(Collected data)
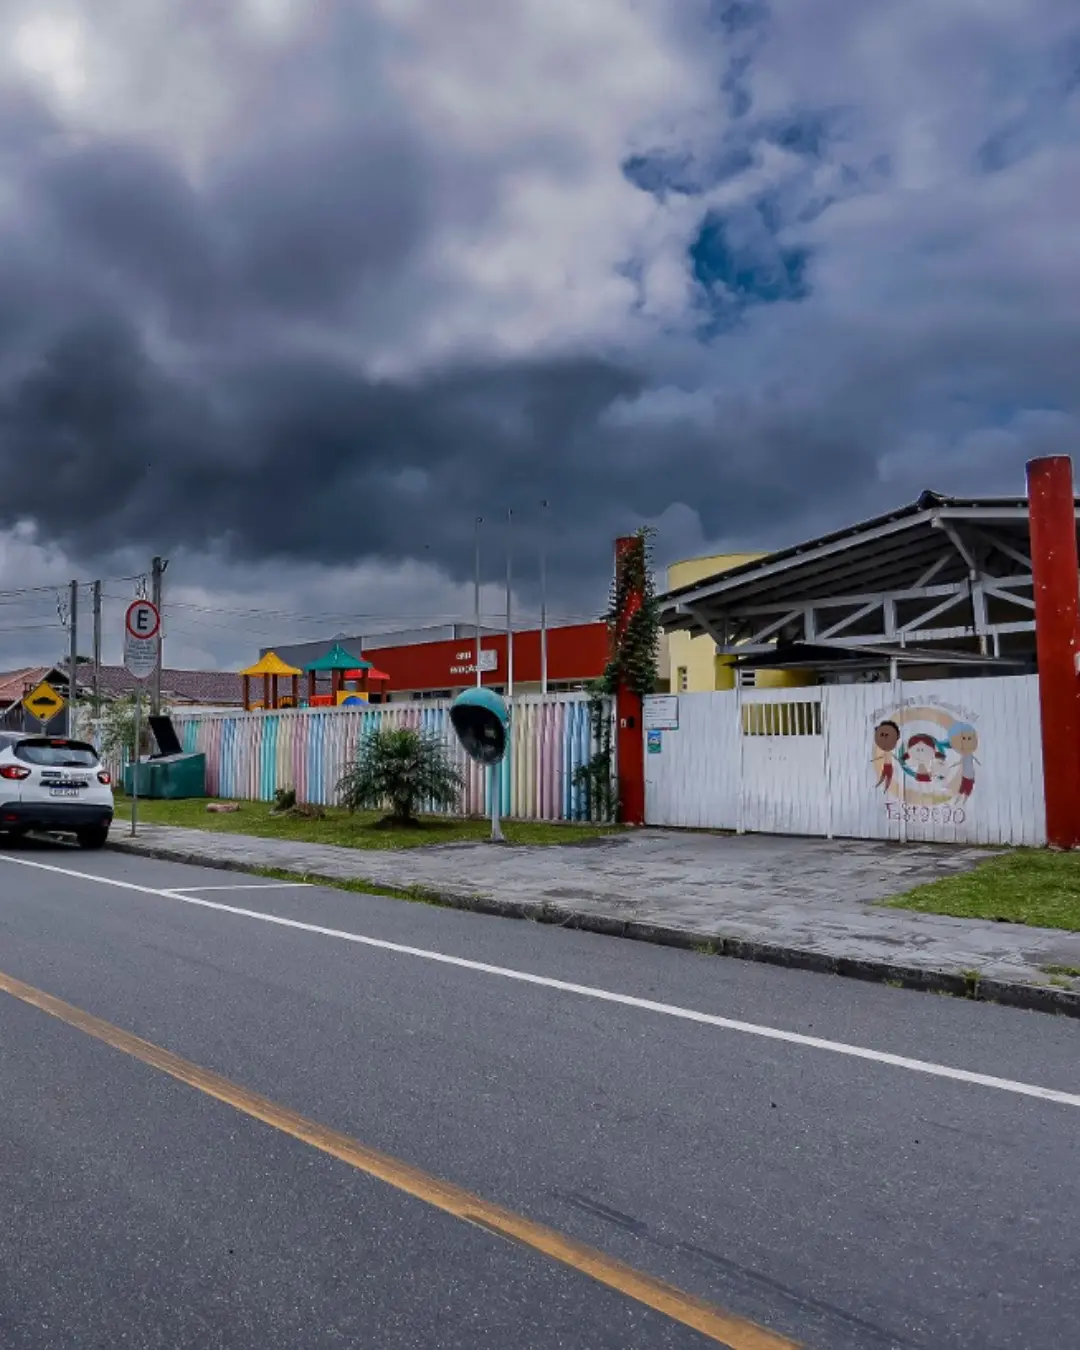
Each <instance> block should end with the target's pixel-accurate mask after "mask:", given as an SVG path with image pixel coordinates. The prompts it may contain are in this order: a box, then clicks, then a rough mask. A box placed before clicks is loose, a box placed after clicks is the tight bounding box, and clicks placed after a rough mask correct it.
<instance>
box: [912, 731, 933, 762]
mask: <svg viewBox="0 0 1080 1350" xmlns="http://www.w3.org/2000/svg"><path fill="white" fill-rule="evenodd" d="M907 753H909V755H910V756H911V763H913V764H914V765H915V768H925V769H930V768H931V767H933V763H934V747H933V744H930V741H929V737H927V738H925V740H923V738H919V737H918V736H913V737H911V741H910V742H909V748H907Z"/></svg>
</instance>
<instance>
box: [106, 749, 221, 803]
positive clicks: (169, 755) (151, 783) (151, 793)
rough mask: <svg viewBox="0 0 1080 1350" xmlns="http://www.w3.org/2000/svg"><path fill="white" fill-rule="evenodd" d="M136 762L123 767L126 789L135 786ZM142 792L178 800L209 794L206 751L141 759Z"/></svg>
mask: <svg viewBox="0 0 1080 1350" xmlns="http://www.w3.org/2000/svg"><path fill="white" fill-rule="evenodd" d="M135 768H136V765H135V764H128V767H127V768H126V769H124V791H126V792H127V794H128V796H131V794H132V791H134V788H135ZM138 769H139V796H143V798H146V799H147V801H170V802H177V801H182V799H185V798H192V796H205V795H207V756H205V755H161V756H155V757H154V759H144V760H139V764H138Z"/></svg>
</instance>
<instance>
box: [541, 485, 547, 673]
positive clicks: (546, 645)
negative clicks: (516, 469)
mask: <svg viewBox="0 0 1080 1350" xmlns="http://www.w3.org/2000/svg"><path fill="white" fill-rule="evenodd" d="M540 510H541V516H540V693H541V694H547V691H548V536H547V525H548V504H547V501H543V502H540Z"/></svg>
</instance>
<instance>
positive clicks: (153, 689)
mask: <svg viewBox="0 0 1080 1350" xmlns="http://www.w3.org/2000/svg"><path fill="white" fill-rule="evenodd" d="M167 566H169V562H167V559H163V558H155V559H154V562H153V563H151V568H150V578H151V579H150V599H151V601H153V602H154V607H155V609H157V612H158V616H161V579H162V576H163V575H165V568H166V567H167ZM157 643H158V664H157V667H155V668H154V674H153V675H151V678H150V711H151V714H153V715H154V717H157V715H158V714H159V713H161V660H162V647H163V624H162V625H159V626H158V637H157Z"/></svg>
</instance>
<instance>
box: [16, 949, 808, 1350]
mask: <svg viewBox="0 0 1080 1350" xmlns="http://www.w3.org/2000/svg"><path fill="white" fill-rule="evenodd" d="M0 991H3V992H4V994H9V995H11V996H12V998H16V999H19V1000H22V1002H23V1003H28V1004H30V1006H31V1007H35V1008H39V1010H41V1011H42V1012H47V1014H49V1015H50V1017H54V1018H58V1019H59V1021H61V1022H65V1023H66V1025H68V1026H73V1027H76V1029H77V1030H80V1031H85V1033H86V1035H92V1037H94V1038H96V1039H97V1041H104V1042H105V1045H111V1046H112V1048H113V1049H115V1050H121V1052H123V1053H124V1054H130V1056H132V1058H135V1060H139V1061H140V1062H142V1064H148V1065H150V1066H151V1068H154V1069H159V1071H161V1072H162V1073H167V1075H169V1077H171V1079H175V1080H177V1081H180V1083H186V1084H188V1085H189V1087H192V1088H196V1089H197V1091H198V1092H205V1093H207V1095H208V1096H212V1098H216V1099H217V1100H219V1102H224V1103H225V1104H227V1106H231V1107H234V1108H235V1110H236V1111H242V1112H243V1114H244V1115H250V1116H254V1118H255V1119H257V1120H262V1122H263V1123H265V1125H269V1126H271V1127H273V1129H275V1130H281V1131H282V1133H284V1134H289V1135H292V1137H293V1138H294V1139H301V1141H302V1142H304V1143H309V1145H311V1146H312V1147H313V1149H319V1150H320V1152H323V1153H328V1154H329V1156H331V1157H333V1158H339V1160H340V1161H342V1162H347V1164H348V1165H350V1166H352V1168H356V1169H358V1170H359V1172H365V1173H366V1174H367V1176H371V1177H375V1179H378V1180H379V1181H385V1183H386V1184H387V1185H391V1187H394V1188H396V1189H397V1191H404V1192H405V1193H406V1195H412V1196H416V1199H418V1200H424V1201H425V1203H427V1204H431V1206H433V1207H435V1208H436V1210H441V1211H444V1212H445V1214H452V1215H454V1216H455V1218H458V1219H463V1220H466V1222H467V1223H474V1224H477V1226H478V1227H481V1228H485V1230H486V1231H489V1233H494V1234H498V1235H499V1237H502V1238H509V1239H512V1241H514V1242H520V1243H522V1245H524V1246H526V1247H532V1250H535V1251H541V1253H543V1254H544V1255H547V1257H551V1260H552V1261H559V1262H562V1264H563V1265H567V1266H570V1268H571V1269H574V1270H579V1272H580V1273H582V1274H587V1276H590V1277H591V1278H593V1280H597V1281H598V1282H599V1284H603V1285H607V1288H609V1289H616V1291H617V1292H618V1293H622V1295H625V1296H626V1297H629V1299H634V1300H636V1301H637V1303H641V1304H644V1305H645V1307H648V1308H653V1309H656V1312H663V1314H664V1315H666V1316H668V1318H671V1319H672V1320H675V1322H680V1323H682V1324H683V1326H687V1327H693V1328H694V1330H695V1331H701V1332H702V1334H703V1335H706V1336H709V1338H710V1339H713V1341H715V1342H717V1343H718V1345H722V1346H728V1347H729V1350H798V1346H796V1345H795V1342H794V1341H787V1339H786V1338H783V1336H779V1335H776V1334H775V1332H772V1331H768V1330H767V1328H765V1327H760V1326H757V1324H756V1323H753V1322H747V1320H745V1319H744V1318H738V1316H736V1315H734V1314H730V1312H725V1311H724V1309H722V1308H718V1307H715V1305H714V1304H711V1303H706V1301H705V1300H703V1299H697V1297H694V1296H693V1295H690V1293H684V1292H683V1291H682V1289H678V1288H675V1285H671V1284H666V1282H664V1281H663V1280H655V1278H653V1277H652V1276H648V1274H644V1273H643V1272H640V1270H636V1269H634V1268H633V1266H629V1265H625V1264H624V1262H622V1261H616V1260H614V1258H613V1257H609V1255H605V1254H603V1253H602V1251H598V1250H597V1249H595V1247H589V1246H586V1245H585V1243H582V1242H575V1241H574V1239H572V1238H568V1237H566V1235H564V1234H562V1233H558V1231H556V1230H555V1228H548V1227H545V1226H544V1224H541V1223H533V1222H532V1220H531V1219H526V1218H524V1216H522V1215H520V1214H514V1211H513V1210H505V1208H502V1206H498V1204H491V1203H489V1201H487V1200H483V1199H481V1196H477V1195H472V1193H471V1192H470V1191H466V1189H463V1188H462V1187H458V1185H454V1184H452V1183H450V1181H440V1180H439V1179H437V1177H433V1176H429V1174H428V1173H427V1172H421V1170H420V1168H414V1166H410V1165H409V1164H408V1162H402V1161H400V1160H398V1158H394V1157H390V1156H389V1154H386V1153H379V1152H378V1150H377V1149H370V1147H367V1146H366V1145H363V1143H359V1142H358V1141H356V1139H354V1138H351V1137H350V1135H347V1134H340V1133H339V1131H338V1130H331V1129H328V1127H327V1126H324V1125H319V1123H317V1122H316V1120H309V1119H306V1116H302V1115H300V1114H297V1112H296V1111H290V1110H289V1108H288V1107H284V1106H279V1104H278V1103H277V1102H271V1100H270V1099H269V1098H265V1096H262V1095H261V1093H258V1092H251V1091H248V1089H247V1088H242V1087H240V1085H239V1084H236V1083H232V1081H231V1080H229V1079H225V1077H223V1076H221V1075H220V1073H213V1072H211V1071H209V1069H204V1068H200V1066H198V1065H197V1064H192V1062H190V1060H184V1058H181V1057H180V1056H178V1054H173V1053H171V1052H170V1050H165V1049H162V1048H161V1046H159V1045H154V1044H153V1042H151V1041H144V1039H143V1038H142V1037H139V1035H132V1034H131V1031H124V1030H121V1029H120V1027H119V1026H113V1025H112V1023H111V1022H105V1021H103V1019H101V1018H99V1017H94V1015H93V1014H92V1012H85V1011H84V1010H82V1008H77V1007H74V1006H73V1004H72V1003H65V1002H63V999H58V998H54V996H53V995H51V994H46V992H45V991H43V990H38V988H34V985H32V984H24V983H23V981H22V980H16V979H15V977H14V976H11V975H4V973H3V972H0Z"/></svg>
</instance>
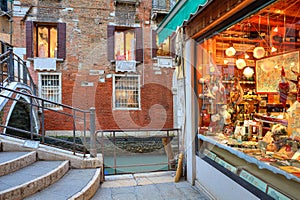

-- Required action --
Can you collect every line in the records above that contains the word "positive" and copy each one out?

-- Solution to the exercise --
positive clicks: (169, 755) (151, 783) (151, 793)
positive clicks: (546, 645)
positive clicks: (153, 689)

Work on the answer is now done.